*Records supplied:*
====

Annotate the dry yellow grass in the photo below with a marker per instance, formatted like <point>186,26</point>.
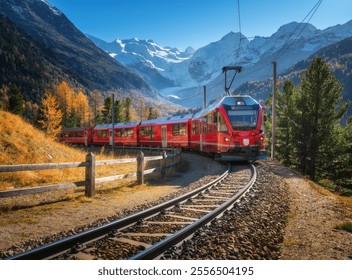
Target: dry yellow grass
<point>346,201</point>
<point>21,143</point>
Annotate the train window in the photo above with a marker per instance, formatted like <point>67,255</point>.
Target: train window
<point>222,127</point>
<point>195,128</point>
<point>146,131</point>
<point>243,119</point>
<point>118,132</point>
<point>101,133</point>
<point>128,132</point>
<point>179,129</point>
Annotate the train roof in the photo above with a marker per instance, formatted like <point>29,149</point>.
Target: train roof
<point>117,125</point>
<point>234,100</point>
<point>173,119</point>
<point>75,128</point>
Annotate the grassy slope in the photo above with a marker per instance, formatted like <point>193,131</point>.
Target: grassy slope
<point>21,143</point>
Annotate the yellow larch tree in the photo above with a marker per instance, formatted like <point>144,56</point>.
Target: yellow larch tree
<point>82,109</point>
<point>51,115</point>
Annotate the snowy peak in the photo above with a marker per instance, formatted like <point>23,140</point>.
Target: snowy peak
<point>296,29</point>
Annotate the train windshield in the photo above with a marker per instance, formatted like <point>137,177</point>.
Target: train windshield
<point>245,118</point>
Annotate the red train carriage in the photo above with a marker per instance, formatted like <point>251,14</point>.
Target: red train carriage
<point>125,134</point>
<point>76,136</point>
<point>231,128</point>
<point>165,132</point>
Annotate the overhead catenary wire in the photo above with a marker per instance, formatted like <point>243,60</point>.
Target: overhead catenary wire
<point>289,43</point>
<point>302,23</point>
<point>240,30</point>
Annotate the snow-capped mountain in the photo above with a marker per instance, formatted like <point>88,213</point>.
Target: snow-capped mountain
<point>181,75</point>
<point>146,58</point>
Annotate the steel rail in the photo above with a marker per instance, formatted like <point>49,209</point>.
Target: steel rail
<point>61,246</point>
<point>160,247</point>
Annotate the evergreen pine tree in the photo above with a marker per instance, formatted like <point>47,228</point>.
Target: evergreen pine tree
<point>51,115</point>
<point>285,114</point>
<point>107,110</point>
<point>118,112</point>
<point>16,102</point>
<point>319,113</point>
<point>127,107</point>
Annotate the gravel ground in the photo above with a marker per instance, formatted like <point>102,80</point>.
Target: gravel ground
<point>31,227</point>
<point>283,217</point>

====

*Written exercise:* Reproduce all of the entries above word for word, leaving out the picture.

*Answer to this task:*
Annotate the dry yellow grass in the photo below with a marker per instance, formatted like <point>186,26</point>.
Target: dry yellow grass
<point>346,201</point>
<point>21,143</point>
Annotate the train window in the photo above with a marker per instance, formatted like <point>67,255</point>.
Target: train window
<point>222,127</point>
<point>195,128</point>
<point>146,131</point>
<point>243,119</point>
<point>118,132</point>
<point>101,133</point>
<point>128,132</point>
<point>179,129</point>
Annotate the train roof in the photo above with a marker per instance, formatted like <point>29,149</point>.
Target: train roof
<point>117,125</point>
<point>234,100</point>
<point>173,119</point>
<point>75,128</point>
Annotate the grassy slope in the photo above with a marker per instance, formatted like <point>193,131</point>.
Target: grassy slope
<point>21,143</point>
Annotate the yellow larch tree in the photo above with a marker per instance, formatted like <point>144,56</point>.
Target: yellow larch tree
<point>82,109</point>
<point>51,115</point>
Annotate the snowy peak in the photo above with a marker per instance, formatted like <point>23,140</point>.
Target: snowy peak
<point>296,29</point>
Annotate the train windshield in the photo above with a marker per instance, formatted like <point>137,177</point>.
Target: train windshield
<point>245,118</point>
Annotate the red train carriage in the photo above with a marker per instance, formatted like <point>251,14</point>.
Target: red train carriage
<point>125,134</point>
<point>76,136</point>
<point>231,128</point>
<point>165,132</point>
Annotate the overhead catenary wire in the photo above with a marker per instance, formatted like <point>243,60</point>.
Target: overhead catenary wire
<point>289,43</point>
<point>302,23</point>
<point>240,30</point>
Annotate the snow-capped mountain in the photo above with a marker per instance, formatted like <point>88,213</point>.
Target: snow-capped mountain
<point>181,75</point>
<point>146,58</point>
Annotate the steel rail in the photo above with a marker per instance, formatted like <point>49,209</point>.
Target: steel rail
<point>61,246</point>
<point>160,247</point>
Annotate the evergreen pine tree in the photo above with a marker per instance, formatted like <point>47,228</point>.
Target: evergreen pine tree
<point>51,115</point>
<point>285,114</point>
<point>107,110</point>
<point>118,112</point>
<point>16,102</point>
<point>319,113</point>
<point>127,107</point>
Annotate the gravel ground in the photo above with a marker per instance, formatted like <point>102,80</point>.
Target: gravel ground
<point>31,227</point>
<point>283,217</point>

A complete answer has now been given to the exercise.